## Text extract

At the time, the Sounders were the first NASL team to develop a local reserve squad to cultivate young talent, much in the way MLS teams currently do with their USL affiliates. Brian Schmetzer benefitted from that, logging minutes against semi-pro and men’s league teams in the area. While he managed to establish himself as a decent young prospect, the story of how he wound up signing with the NASL Sounders is a fortuitous one.


Walt Sr. had contacted new Sounders manager Alan Hinton and player-coach Bobby Howe about scouting a different player, who he thought had the potential to play professionally and wasn’t necessarily planning on going to college. Hinton and Howe showed up to scout that player, but came away impressed with a different one.


“Their takeaway was, ‘He’s good. But your son’s awfully good too,’” MacDonald said. “So, that became the catalyst for them signing Brian out of high school.”


It might seem funny now given his nice guy persona that some say is more math teacher than ruthless competitor, but in his day, Brian Schmetzer could ball.


On the field, Schmetzer was known as a hard-nosed midfielder, who wasn’t afraid to be physical, clean out opposing attackers and pick up a yellow card. But he was also a talented offensive player, who could set up teammates for goals and finish them himself.

## Set exercise 1
Transcribe the Brian Schmetzer passage word for word. Begin at "At the time, the" and stop after "a fortuitous one.".
## Set exercise 2
Extend the Brian Schmetzer passage with its next part, starting after its last sentence.

## Extracted material

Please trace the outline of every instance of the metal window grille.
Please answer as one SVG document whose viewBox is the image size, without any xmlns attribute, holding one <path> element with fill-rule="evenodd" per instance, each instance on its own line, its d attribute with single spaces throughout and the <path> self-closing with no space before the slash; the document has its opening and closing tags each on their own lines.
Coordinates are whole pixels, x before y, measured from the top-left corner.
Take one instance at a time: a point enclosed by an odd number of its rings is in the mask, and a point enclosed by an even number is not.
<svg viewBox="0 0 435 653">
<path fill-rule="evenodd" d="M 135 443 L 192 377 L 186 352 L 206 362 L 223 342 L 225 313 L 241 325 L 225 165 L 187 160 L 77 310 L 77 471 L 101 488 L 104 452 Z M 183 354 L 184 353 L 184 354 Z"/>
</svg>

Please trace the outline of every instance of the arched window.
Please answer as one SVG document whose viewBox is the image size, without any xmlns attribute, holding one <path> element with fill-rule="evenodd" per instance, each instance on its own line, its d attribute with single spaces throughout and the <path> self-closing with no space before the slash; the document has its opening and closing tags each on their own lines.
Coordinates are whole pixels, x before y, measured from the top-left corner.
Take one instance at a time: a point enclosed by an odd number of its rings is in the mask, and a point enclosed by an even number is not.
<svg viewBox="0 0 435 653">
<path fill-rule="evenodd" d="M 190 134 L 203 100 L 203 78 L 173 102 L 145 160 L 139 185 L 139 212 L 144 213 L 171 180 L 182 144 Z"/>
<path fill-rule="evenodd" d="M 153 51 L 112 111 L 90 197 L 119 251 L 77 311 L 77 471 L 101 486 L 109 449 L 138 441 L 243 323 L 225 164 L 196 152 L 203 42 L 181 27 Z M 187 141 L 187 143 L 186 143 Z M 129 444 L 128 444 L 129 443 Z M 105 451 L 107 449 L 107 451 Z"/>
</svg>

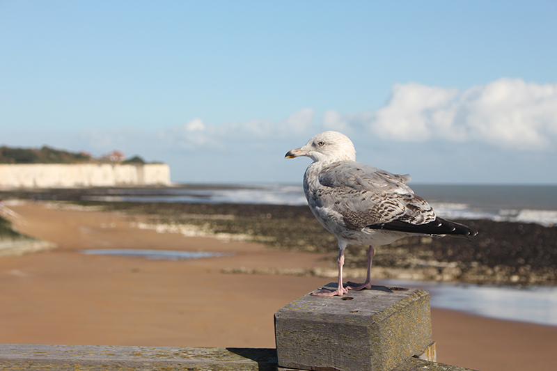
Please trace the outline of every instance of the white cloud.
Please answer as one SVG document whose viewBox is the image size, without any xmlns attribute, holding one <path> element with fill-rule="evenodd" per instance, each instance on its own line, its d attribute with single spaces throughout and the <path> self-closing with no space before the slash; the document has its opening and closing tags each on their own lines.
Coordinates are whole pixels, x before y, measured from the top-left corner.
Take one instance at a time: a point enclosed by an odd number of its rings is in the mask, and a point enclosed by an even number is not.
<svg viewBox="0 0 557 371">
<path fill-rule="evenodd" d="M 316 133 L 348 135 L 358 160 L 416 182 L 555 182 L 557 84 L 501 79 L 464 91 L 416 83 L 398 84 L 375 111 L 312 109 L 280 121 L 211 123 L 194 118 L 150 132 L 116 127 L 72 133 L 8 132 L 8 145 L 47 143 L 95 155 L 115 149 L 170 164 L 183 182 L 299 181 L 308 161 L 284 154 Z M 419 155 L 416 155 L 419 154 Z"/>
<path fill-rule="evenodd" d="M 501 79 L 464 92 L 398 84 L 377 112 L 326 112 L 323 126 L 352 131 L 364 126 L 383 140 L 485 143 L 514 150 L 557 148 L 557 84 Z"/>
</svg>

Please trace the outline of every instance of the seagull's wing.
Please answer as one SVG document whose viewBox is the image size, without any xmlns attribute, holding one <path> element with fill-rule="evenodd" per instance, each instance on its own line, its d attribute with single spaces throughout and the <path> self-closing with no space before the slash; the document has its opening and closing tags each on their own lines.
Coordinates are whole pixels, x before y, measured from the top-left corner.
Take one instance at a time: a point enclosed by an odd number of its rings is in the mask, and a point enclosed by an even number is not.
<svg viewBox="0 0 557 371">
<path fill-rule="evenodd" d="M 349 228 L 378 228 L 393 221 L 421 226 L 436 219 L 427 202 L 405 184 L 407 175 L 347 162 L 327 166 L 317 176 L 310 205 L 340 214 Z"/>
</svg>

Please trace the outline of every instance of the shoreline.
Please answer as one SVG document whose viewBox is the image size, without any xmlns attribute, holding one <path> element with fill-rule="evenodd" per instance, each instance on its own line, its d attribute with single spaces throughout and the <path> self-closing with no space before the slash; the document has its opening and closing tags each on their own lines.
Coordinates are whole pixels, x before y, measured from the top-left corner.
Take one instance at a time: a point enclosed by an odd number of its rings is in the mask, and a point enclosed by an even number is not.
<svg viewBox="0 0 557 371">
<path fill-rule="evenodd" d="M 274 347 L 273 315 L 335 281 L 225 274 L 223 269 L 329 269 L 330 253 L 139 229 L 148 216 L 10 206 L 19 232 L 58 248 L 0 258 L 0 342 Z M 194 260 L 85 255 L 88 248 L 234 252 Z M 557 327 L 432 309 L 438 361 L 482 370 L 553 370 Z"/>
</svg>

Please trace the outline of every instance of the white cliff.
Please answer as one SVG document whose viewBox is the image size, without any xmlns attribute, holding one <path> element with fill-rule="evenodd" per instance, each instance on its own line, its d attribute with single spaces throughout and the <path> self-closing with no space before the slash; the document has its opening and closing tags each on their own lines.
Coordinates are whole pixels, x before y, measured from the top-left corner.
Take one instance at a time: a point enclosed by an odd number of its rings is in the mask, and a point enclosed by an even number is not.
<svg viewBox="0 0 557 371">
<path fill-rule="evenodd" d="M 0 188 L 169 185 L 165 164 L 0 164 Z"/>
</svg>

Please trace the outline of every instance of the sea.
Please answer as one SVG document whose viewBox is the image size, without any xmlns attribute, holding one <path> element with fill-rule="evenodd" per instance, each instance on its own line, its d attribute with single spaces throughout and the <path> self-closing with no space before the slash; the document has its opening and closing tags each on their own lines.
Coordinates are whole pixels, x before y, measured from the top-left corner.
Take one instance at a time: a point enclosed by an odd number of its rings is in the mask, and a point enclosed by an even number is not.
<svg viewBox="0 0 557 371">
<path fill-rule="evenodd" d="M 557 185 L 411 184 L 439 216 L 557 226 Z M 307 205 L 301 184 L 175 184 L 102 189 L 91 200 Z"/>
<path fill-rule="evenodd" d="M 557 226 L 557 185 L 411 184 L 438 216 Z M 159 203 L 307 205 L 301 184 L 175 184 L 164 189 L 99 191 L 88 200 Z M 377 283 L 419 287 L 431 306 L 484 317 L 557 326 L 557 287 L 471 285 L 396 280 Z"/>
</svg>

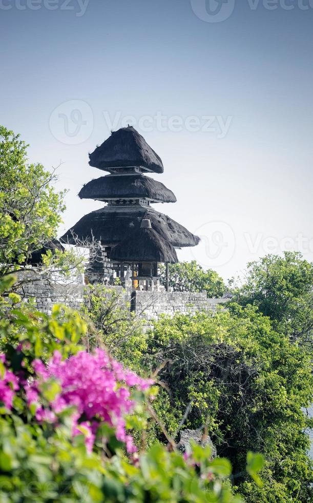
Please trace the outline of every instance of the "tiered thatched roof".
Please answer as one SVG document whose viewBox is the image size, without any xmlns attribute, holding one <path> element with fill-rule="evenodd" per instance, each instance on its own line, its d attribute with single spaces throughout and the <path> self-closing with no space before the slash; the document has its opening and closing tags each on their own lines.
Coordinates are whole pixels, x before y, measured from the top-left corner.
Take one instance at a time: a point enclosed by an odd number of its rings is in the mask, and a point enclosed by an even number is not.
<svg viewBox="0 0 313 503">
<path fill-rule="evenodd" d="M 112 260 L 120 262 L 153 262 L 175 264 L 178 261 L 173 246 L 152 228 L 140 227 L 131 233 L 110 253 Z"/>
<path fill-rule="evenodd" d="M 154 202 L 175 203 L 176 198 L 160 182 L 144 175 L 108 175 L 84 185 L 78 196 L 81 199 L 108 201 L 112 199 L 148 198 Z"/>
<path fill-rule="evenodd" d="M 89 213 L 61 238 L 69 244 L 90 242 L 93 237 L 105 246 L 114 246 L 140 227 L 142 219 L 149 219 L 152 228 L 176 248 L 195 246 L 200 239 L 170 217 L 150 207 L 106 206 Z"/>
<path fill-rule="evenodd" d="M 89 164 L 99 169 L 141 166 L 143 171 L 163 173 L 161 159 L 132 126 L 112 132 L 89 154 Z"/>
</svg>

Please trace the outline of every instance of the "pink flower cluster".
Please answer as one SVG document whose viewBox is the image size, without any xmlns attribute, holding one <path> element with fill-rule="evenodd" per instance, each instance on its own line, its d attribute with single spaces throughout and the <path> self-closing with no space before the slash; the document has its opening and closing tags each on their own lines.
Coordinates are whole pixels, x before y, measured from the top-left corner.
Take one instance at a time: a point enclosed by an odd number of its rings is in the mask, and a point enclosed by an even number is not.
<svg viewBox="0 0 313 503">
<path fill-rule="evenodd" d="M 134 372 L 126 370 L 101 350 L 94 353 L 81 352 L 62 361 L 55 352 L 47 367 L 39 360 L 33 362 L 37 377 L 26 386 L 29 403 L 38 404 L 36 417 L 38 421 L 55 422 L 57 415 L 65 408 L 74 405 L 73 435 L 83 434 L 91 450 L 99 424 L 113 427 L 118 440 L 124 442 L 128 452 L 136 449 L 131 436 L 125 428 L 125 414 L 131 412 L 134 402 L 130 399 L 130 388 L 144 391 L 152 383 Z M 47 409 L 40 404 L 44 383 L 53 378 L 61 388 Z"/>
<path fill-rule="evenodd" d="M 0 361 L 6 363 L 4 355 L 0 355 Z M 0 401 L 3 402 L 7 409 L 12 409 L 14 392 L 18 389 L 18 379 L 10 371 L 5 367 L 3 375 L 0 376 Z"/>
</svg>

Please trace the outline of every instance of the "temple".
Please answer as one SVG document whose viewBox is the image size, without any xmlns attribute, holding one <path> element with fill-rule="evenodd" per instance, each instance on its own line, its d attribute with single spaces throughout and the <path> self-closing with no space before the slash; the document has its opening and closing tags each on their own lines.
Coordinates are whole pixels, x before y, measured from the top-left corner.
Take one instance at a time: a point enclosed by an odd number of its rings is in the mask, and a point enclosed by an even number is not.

## Task output 1
At the time, the Sounders were the first NASL team to develop a local reserve squad to cultivate young talent, much in the way MLS teams currently do with their USL affiliates. Brian Schmetzer benefitted from that, logging minutes against semi-pro and men’s league teams in the area. While he managed to establish himself as a decent young prospect, the story of how he wound up signing with the NASL Sounders is a fortuitous one.

## Task output 2
“The signature game for me is when they played the Brazilian team Santos, Pele’s original team, with FC Seattle, which was really a bunch of local amateurs and semi-pros,” MacDonald recalled. “And Brian scored two just, great, great goals and FC Seattle beat Santos 2-1. And that’s where I was really impressed with his creativity, his instincts to take advantage of a situation. Back then, the American forwards were very much typecast as finishers in the box who didn’t create necessarily, they were on the end of things.


“So, it was really only when they started doing these American teams like FC Seattle, where they were 90 percent local, where a guy like Brian can get thrust into a role of an attacking force, a playmaker. And he made the most of the opportunity. That’s what sticks out to me about seeing him play.”


Schmetzer played as long as he could, largely establishing himself on the indoor circuit, where he played for the Sounders, Tulsa Roughnecks, San Diego Sockers, Tacoma Stars and St. Louis Storm. In those days, the lifestyle was far from glamorous, but he wound up soaking up the knowledge that would eventually lead him into coaching.


“He got a lot of great coaching, he was exposed to a player’s coach like Alan, he played for Ron Newman who was very good and mastered how to play the indoor game,” MacDonald said. “He was exposed to a lot of great coaches along the way and I think he’s a decent amalgam of those, but he’s also his own kind at the same time. I would say he’s very much a player’s coach, which is to be understood, because he actually played at a very high level, so he understands what these guys are thinking, what they put into the team, what they get out of the team, if they lose confidence, if they need confidence – I think he’s very attentive to what each player needs and what the coaching staff does collaboratively.”


Schmetzer was hired as the head coach of the USL Sounders in 2001 and served in the role until 2008, racking up a 122-69-46 record and bagging a pair of league titles. What struck him most about Schmetzer’s initial tenure as the sideline boss, MacDonald said, is the same thing that many point out about him now: His lack of ego.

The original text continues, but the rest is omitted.